ARTICLE.
# Beware Epping Forest!!!



## msaerfen (Sep 25, 2011)

Hi everyone, I'm new to the forum and I thought I'd just share with you what just happened to me. My partner and I decided to try Epping Forest for the first time yesterday. We parked up, read the bylaws, went for a stroll and found a lovely little spot off a small road through the forest. At the end of the road was a big car park but further in it was flat, peaceful and quiet. We looked for no camping signs and found none. The spot was ok. Not as quiet as we thought, quite a few cars were about at around midnight,dont know what they were doing, didnt look!!
Any way this morning theres a sharp knock on the door and its a forest copper or whatever they are called, he says we cant park overnight. I said we looked for signs and there are none. He says'well we cant put signs everywhere, but there are by-law notices around'. I told him I'd read those as well and that it doesnt say it there either. Now he's stroppy cos I'm answering him, so he says well now you are told, no parking in a carpark a hour after sunset. Apparently this little piece of ground is a carpark. There is another proper carpark just up from here. This is a patch of earth under a big tree. So people, just because it doesnt say you cant camp here it obviously doesnt mean you can so if you are here be careful. I,m just grateful he knocked this morning and not last night when I was in my jamas!!


----------



## caspar (Sep 25, 2011)

Was it Forestry Commission - they have byelaws, not always shown, but which cover all their land? 

Rangers differ - some let you stay happily, others are jobsworths - trial and error I'm afraid!


----------



## Bernard Jones (Sep 25, 2011)

Yeah, National Trust have a similar restriction on overnight camping.  I expect they all do. But I have parked overnight on National Trust land and never been bothered.  Its a chance you take.


----------



## msaerfen (Sep 25, 2011)

No he wasnt forestry commission, they are council by-laws. Shame really, its not far from home. I'm sure if we look hard enough we'll find somewhere not covered by by-laws. Its funny how some places signpost everywhere and some like here have none. Its just trial and error its true. I was just a bit suprised that we were expected to know that we cant stay here without being informed in any way.


----------



## Pollik (Sep 25, 2011)

> He says'well we cant put signs everywhere



Maybe not, but it makes sense to put them where something is forbidden, no?

One guess is that someone complained and this feller was told to come and move you on without him knowing the whys and wherefores.

It is usually easier just to smile and move on, but if you wanted to take it further, you could write to the Police HQ, describe what happened and ask what specific offence you are alleged to have committed, quoting the legal reference.  Might include the officer's number, too.

DATA LISTING.

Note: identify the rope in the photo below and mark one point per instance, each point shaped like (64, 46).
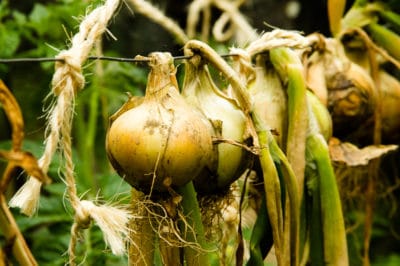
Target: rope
(67, 81)
(160, 18)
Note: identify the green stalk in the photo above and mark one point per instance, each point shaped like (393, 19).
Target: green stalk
(335, 13)
(287, 63)
(314, 215)
(289, 67)
(272, 187)
(196, 234)
(391, 17)
(334, 234)
(261, 239)
(294, 200)
(385, 38)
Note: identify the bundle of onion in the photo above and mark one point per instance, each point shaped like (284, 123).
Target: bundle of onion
(351, 97)
(161, 141)
(227, 119)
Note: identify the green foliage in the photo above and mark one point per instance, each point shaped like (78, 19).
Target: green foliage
(41, 30)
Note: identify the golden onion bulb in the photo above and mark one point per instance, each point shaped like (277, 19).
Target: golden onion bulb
(227, 119)
(161, 141)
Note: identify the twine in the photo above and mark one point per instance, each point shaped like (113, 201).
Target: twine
(67, 81)
(230, 13)
(160, 18)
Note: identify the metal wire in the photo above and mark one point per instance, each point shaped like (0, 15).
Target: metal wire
(105, 58)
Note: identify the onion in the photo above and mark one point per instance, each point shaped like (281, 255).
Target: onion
(162, 141)
(351, 93)
(228, 121)
(269, 98)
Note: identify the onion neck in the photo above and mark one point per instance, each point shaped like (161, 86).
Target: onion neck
(161, 76)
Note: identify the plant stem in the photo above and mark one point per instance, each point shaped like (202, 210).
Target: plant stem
(192, 214)
(142, 237)
(334, 234)
(272, 188)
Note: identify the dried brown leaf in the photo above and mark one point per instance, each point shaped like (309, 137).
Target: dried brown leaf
(351, 155)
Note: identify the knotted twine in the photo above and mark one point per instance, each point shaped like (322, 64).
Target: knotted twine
(221, 32)
(67, 81)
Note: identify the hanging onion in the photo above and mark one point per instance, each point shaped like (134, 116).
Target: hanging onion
(161, 141)
(269, 98)
(228, 121)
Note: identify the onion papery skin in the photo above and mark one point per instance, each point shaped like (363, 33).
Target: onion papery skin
(269, 98)
(228, 121)
(163, 141)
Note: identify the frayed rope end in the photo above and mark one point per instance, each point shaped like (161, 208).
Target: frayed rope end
(112, 221)
(27, 197)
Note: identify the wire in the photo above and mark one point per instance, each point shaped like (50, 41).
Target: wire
(136, 59)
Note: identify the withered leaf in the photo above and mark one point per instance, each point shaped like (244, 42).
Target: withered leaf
(351, 155)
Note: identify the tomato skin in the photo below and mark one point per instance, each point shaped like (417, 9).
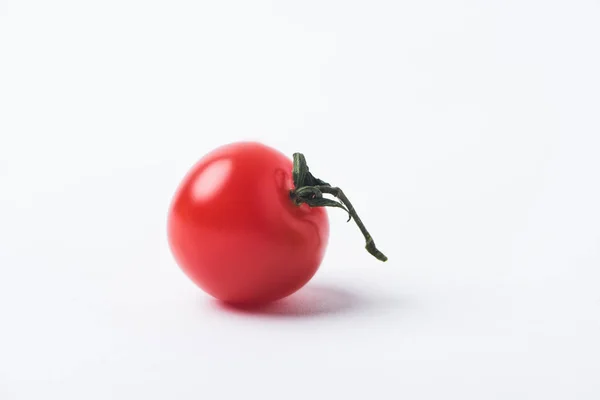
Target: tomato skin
(234, 230)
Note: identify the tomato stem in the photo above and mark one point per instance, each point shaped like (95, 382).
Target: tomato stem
(309, 190)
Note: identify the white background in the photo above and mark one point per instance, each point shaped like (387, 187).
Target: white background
(467, 133)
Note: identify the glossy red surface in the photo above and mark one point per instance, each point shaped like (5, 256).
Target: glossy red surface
(235, 232)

TASKS TO PERFORM.
**a)** In the forum thread, whose by-laws did the original poster say applied to the spot?
**b)** Rewrite the forum thread from "Rangers differ - some" to "chance you take.", substituting "Woodland Trust" for "National Trust".

ANSWERS IN ORDER.
**a)** Council by-laws.

**b)**
Rangers differ - some let you stay happily, others are jobsworths - trial and error I'm afraid!


----------



## Bernard Jones (Sep 25, 2011)

Yeah, Woodland Trust have a similar restriction on overnight camping.  I expect they all do. But I have parked overnight on Woodland Trust land and never been bothered.  Its a chance you take.